▶ WORK TO BE COMPLETED
Print the listing below exactly.

[LISTED RECORDS start]

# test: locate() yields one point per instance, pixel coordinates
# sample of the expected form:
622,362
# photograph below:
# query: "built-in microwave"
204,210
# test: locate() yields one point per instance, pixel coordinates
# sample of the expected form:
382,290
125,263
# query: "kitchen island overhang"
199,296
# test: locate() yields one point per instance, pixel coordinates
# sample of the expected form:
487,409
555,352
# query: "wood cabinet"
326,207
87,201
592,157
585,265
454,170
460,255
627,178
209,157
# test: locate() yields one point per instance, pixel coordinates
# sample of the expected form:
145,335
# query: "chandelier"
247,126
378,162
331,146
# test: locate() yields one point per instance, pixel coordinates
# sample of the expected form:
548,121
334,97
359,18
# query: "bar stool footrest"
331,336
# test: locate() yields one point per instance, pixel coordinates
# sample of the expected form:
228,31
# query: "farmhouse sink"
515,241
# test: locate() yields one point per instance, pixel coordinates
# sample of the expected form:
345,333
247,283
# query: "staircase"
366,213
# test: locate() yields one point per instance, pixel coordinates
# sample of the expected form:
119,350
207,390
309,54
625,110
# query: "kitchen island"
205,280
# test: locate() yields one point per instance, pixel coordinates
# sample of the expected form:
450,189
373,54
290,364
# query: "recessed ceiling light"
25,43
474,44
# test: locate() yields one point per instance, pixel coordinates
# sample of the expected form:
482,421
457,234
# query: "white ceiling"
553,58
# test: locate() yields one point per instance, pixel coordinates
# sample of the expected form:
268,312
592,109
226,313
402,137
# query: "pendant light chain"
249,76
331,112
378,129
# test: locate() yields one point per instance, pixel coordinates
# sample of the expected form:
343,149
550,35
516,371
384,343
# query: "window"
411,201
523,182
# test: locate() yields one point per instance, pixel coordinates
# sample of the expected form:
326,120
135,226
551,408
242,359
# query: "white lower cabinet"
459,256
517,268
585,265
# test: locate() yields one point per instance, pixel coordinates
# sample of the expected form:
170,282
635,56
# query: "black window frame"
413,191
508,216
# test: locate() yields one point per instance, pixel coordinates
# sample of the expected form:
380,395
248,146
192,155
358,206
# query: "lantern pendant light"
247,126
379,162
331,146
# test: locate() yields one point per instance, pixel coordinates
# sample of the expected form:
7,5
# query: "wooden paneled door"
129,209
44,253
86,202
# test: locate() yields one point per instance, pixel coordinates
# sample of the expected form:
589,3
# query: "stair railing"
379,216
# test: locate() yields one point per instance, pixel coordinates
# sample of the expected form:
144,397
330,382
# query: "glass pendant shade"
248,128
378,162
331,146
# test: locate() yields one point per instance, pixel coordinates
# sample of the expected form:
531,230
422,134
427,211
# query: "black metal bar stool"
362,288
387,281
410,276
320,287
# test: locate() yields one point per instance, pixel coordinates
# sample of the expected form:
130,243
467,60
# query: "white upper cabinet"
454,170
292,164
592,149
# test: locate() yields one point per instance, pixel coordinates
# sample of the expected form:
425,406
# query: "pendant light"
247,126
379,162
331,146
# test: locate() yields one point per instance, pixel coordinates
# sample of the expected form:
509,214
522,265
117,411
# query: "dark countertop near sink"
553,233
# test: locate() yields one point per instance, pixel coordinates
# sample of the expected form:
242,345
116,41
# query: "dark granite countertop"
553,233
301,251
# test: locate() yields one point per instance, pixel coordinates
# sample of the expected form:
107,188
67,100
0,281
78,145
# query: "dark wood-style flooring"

[LISTED RECORDS end]

▶ ANSWER IN FULL
# test: locate() yields one point per instance, pixel coordinates
# sample of the expected form:
622,362
# photograph below:
# query: "built-in microwave"
204,210
# test: locate() yields one point per instance, pixel coordinates
# sample of the expected form:
382,290
125,263
# query: "kitchen island overhang"
199,296
# test: locate() yields one point per instance, pixel coordinates
# sample of the expected form:
487,409
555,352
# query: "wood cabinet"
326,207
87,201
592,157
585,265
454,170
460,255
627,178
209,157
# test: locate() yields one point per instance, pixel coordinates
# sample of the expected form:
145,335
# query: "chandelier"
247,126
378,162
331,146
# test: locate() yields one point per instance, pixel coordinates
# sample of the expected form:
548,121
334,97
359,18
# query: "bar stool footrest"
331,336
# test: locate() yields one point per instance, pixel coordinates
# sample of the expected form:
228,31
# query: "farmhouse sink"
515,241
# test: locate() yields one point per instance, pixel coordinates
# sample of the expected form:
345,333
247,283
# query: "staircase"
366,213
# test: locate() yields one point per instance, pixel coordinates
# sample of the expected form:
119,350
207,390
309,54
625,110
# query: "kitchen island"
205,280
# test: locate() yields one point per instance, pixel coordinates
# sample of the expected form:
450,189
373,54
290,364
# query: "recessed ceiling light"
25,43
474,44
# test: locate() yields one point per instance, pixel coordinates
# sample of the expected form:
482,421
457,234
# query: "white ceiling"
553,58
# test: locate() yields one point per instance, pixel coordinates
# sample of the expected form:
268,312
592,109
226,313
402,137
# query: "pendant light chain"
249,76
331,112
378,129
# test: locate() yields one point per instance, pixel coordinates
# sample of the expected form:
343,149
550,35
516,371
384,343
# query: "window"
411,201
523,182
# test: locate() yields one point per instance, pixel coordinates
# sample of the expected form:
326,120
135,226
551,408
242,359
# query: "white lower cabinet"
459,256
517,268
585,265
# test: locate() yields one point per instance, pixel coordinates
# sample of the expected form:
170,282
635,56
# query: "black window frame"
413,191
508,216
# test: locate() yields one point per instance, pixel coordinates
# sample of the expected form:
380,395
248,146
192,155
358,206
# query: "lantern pendant light"
247,126
379,162
331,146
# test: locate() yields one point per instance, pixel coordinates
# sample of the expected form:
7,5
# query: "wooden paneled door"
129,209
44,253
86,202
# test: locate() yields one point per instance, pixel coordinates
# sample of the expected form:
589,3
# query: "stair railing"
379,216
# test: locate() yields one point per instance, pixel coordinates
# sample of the expected form:
144,397
330,382
# query: "glass pendant shade"
248,128
378,162
331,146
# test: locate() yields one point per instance, pixel coordinates
# sample of the expected form:
531,230
422,134
427,211
# query: "black metal bar stool"
362,288
387,281
410,276
320,287
# test: locate() yields one point per instance, pixel coordinates
# sample of the expected form:
130,243
467,60
# query: "white upper cabinet"
454,170
292,164
592,149
# test: locate() yields one point per instance, pixel coordinates
# sample of the expected form:
425,406
# query: "pendant light"
247,126
379,162
331,146
# test: locate() yields one point per instance, pixel coordinates
# sample of the expected form:
509,214
522,265
117,411
# query: "dark countertop near sink"
553,233
# test: locate() yields one point per instance, pixel coordinates
# sample of the expected form:
242,345
116,41
# query: "dark granite countertop"
553,233
301,251
# test: locate() yields one point per instance, pixel coordinates
# sample of the expected form:
107,188
67,100
0,281
78,145
# query: "dark wood-style flooring"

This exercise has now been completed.